LIST OF TASKS:
A) In the Ubuntu development message, list each item named inside the parentheses after "Debian stable+backports".
B) Reproduce the Ubuntu development message word for word between "This is a common" and "upstream released version.", inclusive.
C) Render this sentence from the Ubuntu development message into Spanish: "In fact, for a large number of packages in main, especially those installed by default in the Desktop task, we maintain them ourselves based on the original Debian packaging but updated to the current upstream released version."

Ubuntu development...

Scott James Remnant scott at ubuntu.com
Tue Aug 28 14:25:44 UTC 2007

On Sun, 2007-08-26 at 00:26 -0400, Tim Hull wrote:

> 3. Currently, each Ubuntu release is based on a new version of the
> core libraries and toolchain, synced from Debian testing/unstable.
>  While this may mean that each version has the absolute latest and
> greatest, it also makes them more prone to stability issues and breaks
> the ABI every 6 months, which ends up requiring users to update more
> often because they want to run program X and the version they need is
> compiled against the new version Y of glibc.  Why not base Ubuntu on
> Debian stable+backports (for latest GNOME, KDE, kernel, Firefox, OO.o,
> etc) instead?
This is a common misconception.

In fact, for a large number of packages in main, especially those
installed by default in the Desktop task, we maintain them ourselves
based on the original Debian packaging but updated to the current
upstream released version.

DATA SECTION:

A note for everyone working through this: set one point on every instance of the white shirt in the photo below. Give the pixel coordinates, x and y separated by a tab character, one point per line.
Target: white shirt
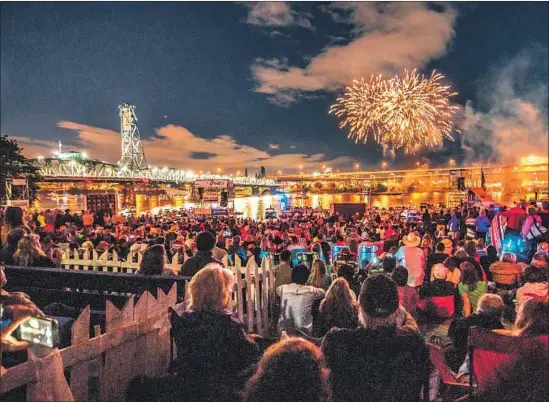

RESULTS BY TASK:
A) GNOME, KDE, kernel, Firefox, OO.o

B)
This is a common misconception.

In fact, for a large number of packages in main, especially those
installed by default in the Desktop task, we maintain them ourselves
based on the original Debian packaging but updated to the current
upstream released version.

C) De hecho, en el caso de un gran número de paquetes de main, especialmente los que se instalan por defecto en la tarea Desktop, los mantenemos nosotros mismos a partir del empaquetado original de Debian, pero actualizados a la versión upstream publicada actualmente.